*Source*:
────────────────

Le présent ouvrage réunit les contributions de spécialistes universitaires, aussi bien
nord-américains qu'européens, en une synthèse agrémentée de diverses cartes et
illustrations, qui voudrait présenter au grand public les différentes facettes de cette
page d'histoire remarquable, mais trop souvent oubliée, du Nord-est de la Rous'
médiévale. Du XIIe au XVe siècles, Novgorod-la-Grande, dont le territoire s'étendait
jusqu'à la mer Blanche et à l'Oural, était au carrefour des mondes scandinave,
occidental, mongol et byzantin. Elle traitait quasiment d'égal à égal avec les puissances
commerciales et politiques de son temps. Elle fut à la fois un important
foyer culturel, artistique aussi bien qu'économique, un incontournable comptoir de
la Hanse, et un centre dont les produits (fourrures, cire...) étaient diffusés dans
toute l'Europe. De nombreux monastères marquèrent la cité de leur empreinte et
les arts virent fleurir une école d'icônes, une tradition musicale propre, un genre
particulier d'épopée : les bylines, notamment celle du négociant Sadko, joueur de
gousli auprès du roi des mers.

────────────────

*Consigne*:
Poursuivez, s'il vous plaît, le texte sur Novgorod-la-Grande à partir de sa dernière phrase. La liste n'est pas nécessaire pour cet exercice.

────────────────

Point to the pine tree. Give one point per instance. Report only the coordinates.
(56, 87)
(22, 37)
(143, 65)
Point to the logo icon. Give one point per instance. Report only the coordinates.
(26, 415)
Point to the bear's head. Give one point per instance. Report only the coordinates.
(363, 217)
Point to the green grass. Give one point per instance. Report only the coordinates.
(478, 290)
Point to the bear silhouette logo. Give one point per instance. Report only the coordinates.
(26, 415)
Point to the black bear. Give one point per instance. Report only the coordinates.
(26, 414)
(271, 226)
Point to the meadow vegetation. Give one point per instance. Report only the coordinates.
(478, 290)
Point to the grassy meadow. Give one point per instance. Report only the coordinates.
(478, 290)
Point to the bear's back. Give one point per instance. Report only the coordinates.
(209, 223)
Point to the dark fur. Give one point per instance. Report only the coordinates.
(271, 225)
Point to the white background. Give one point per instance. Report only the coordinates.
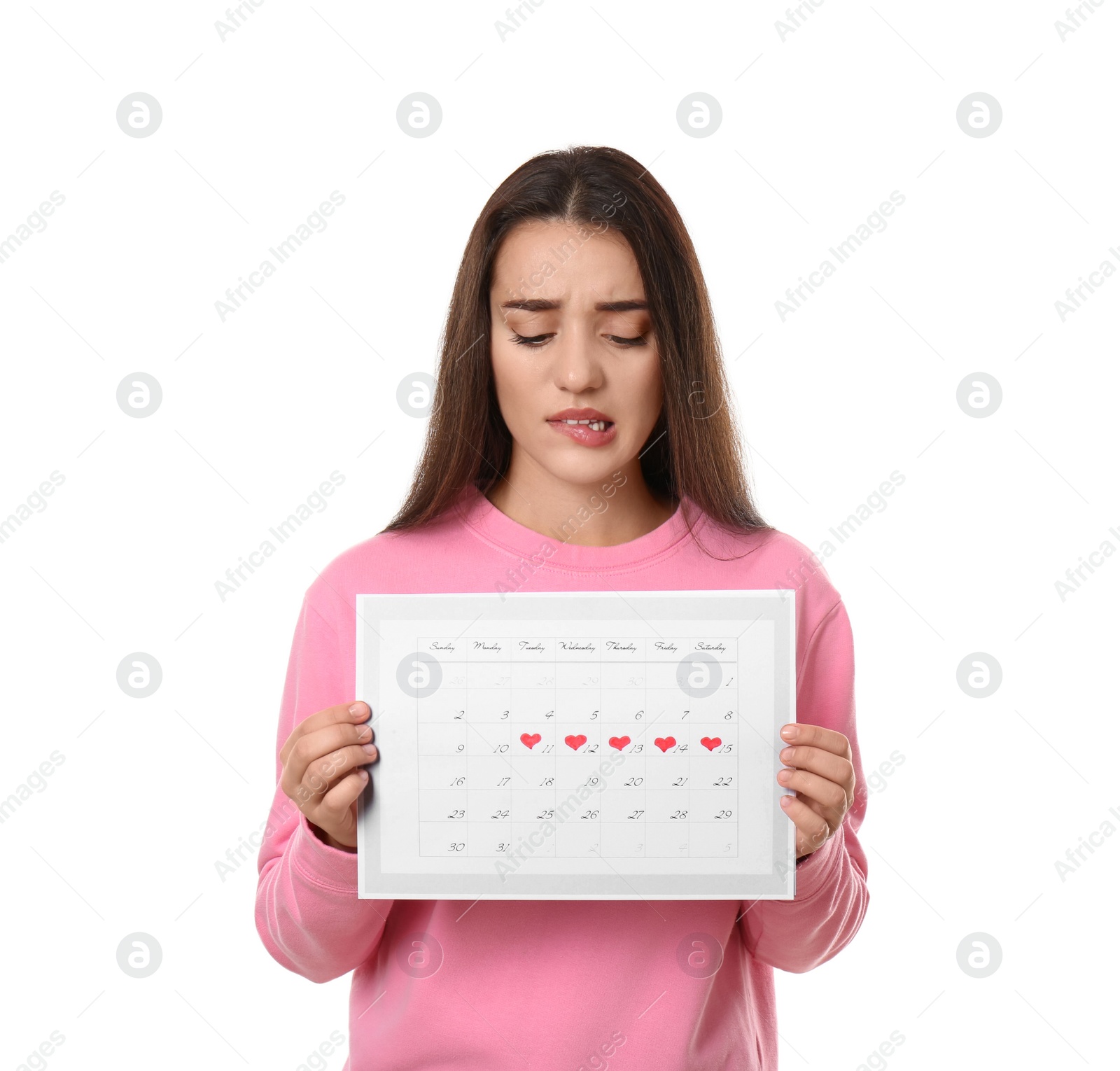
(818, 129)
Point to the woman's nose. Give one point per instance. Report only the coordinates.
(577, 367)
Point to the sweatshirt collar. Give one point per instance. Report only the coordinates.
(556, 548)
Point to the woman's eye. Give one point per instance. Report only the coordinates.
(529, 340)
(538, 341)
(629, 342)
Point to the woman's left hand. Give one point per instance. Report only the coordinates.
(823, 779)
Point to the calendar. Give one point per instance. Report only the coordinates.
(577, 746)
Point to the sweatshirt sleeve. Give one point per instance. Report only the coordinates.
(308, 912)
(832, 899)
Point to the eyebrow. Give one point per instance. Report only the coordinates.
(540, 305)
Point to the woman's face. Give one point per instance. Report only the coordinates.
(575, 358)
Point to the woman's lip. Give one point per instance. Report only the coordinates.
(582, 434)
(580, 414)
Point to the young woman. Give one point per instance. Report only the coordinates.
(582, 440)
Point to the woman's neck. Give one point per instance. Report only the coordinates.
(615, 510)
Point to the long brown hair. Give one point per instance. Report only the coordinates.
(694, 449)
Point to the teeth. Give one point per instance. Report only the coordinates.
(594, 425)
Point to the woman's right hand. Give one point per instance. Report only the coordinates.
(323, 770)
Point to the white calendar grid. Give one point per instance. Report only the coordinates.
(521, 723)
(554, 746)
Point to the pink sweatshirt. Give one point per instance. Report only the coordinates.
(557, 983)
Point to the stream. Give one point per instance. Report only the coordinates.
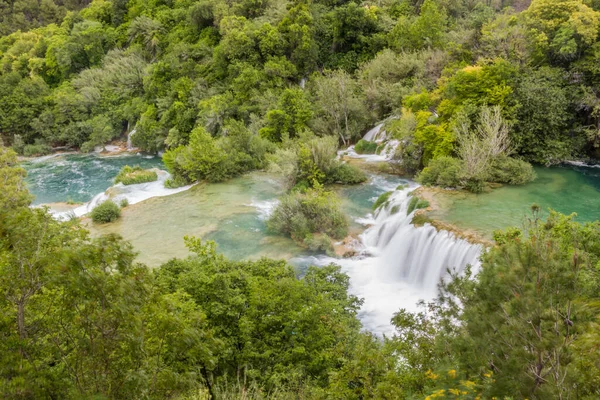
(396, 264)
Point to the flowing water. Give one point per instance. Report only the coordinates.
(567, 189)
(232, 214)
(77, 177)
(397, 264)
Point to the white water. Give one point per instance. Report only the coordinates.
(375, 134)
(399, 264)
(582, 164)
(264, 208)
(132, 193)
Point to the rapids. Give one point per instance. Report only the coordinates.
(398, 264)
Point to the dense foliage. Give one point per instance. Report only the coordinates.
(81, 319)
(132, 175)
(312, 217)
(237, 79)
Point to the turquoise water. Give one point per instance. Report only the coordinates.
(567, 189)
(78, 177)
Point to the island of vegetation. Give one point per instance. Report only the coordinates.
(471, 93)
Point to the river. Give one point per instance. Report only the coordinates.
(396, 264)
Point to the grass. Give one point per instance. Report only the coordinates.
(106, 212)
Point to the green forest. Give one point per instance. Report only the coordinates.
(476, 93)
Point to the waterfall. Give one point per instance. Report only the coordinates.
(132, 193)
(399, 263)
(129, 136)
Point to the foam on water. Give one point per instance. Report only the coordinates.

────────────────

*Réponse rédigée*:
Pendant les trois siècles que dura son rayonnement, la ville connut un régime
républicain original, formé par un gouvernement mixte associant les boyards aux
assemblées populaires, sans le soutien duquel le prince ne pouvait prendre aucune
mesure importante. Elle se dota même, par la suite, d'un organe d'État représentatif
indépendant, le vetché, qui choisissait et révoquait son prince, désignait
son archevêque : un système de contre-pouvoirs, appuyé sur une diplomatie qui
pratiquait une politique de bascule, dans le souci de préserver l'indépendance de
la cité, d'assurer sa prospérité, de favoriser son rayonnement. Suscitant pourtant
la convoitise de ses voisins (chevaliers teutoniques, Suédois, Lituaniens et principautés
russes alentour), elle fut finalement conquise par la Moscovie en 1478.
Que reste-t-il aujourd'hui de cette page originale et méconnue de l'histoire européenne
? La démocratie est parfois présentée comme source de désordre et
d'anarchie, si bien qu'une certaine école laisse entendre qu'elle ne serait pas
adaptée à la Russie, censée devoir être gouvernée d'une main de fer. Au contraire,
le livre tend à montrer, à travers son approche plurielle et décentralisée, que les
Russes ont connu une expérience prolongée de la démocratie, qui mérite d'être
largement valorisée auprès du grand public. Et ce livre de suggérer que, cette histoire,
si elle n'était plus oubliée, pourrait peut-être permettre un jour à la Russie de
se tourner à nouveau vers Novgorod.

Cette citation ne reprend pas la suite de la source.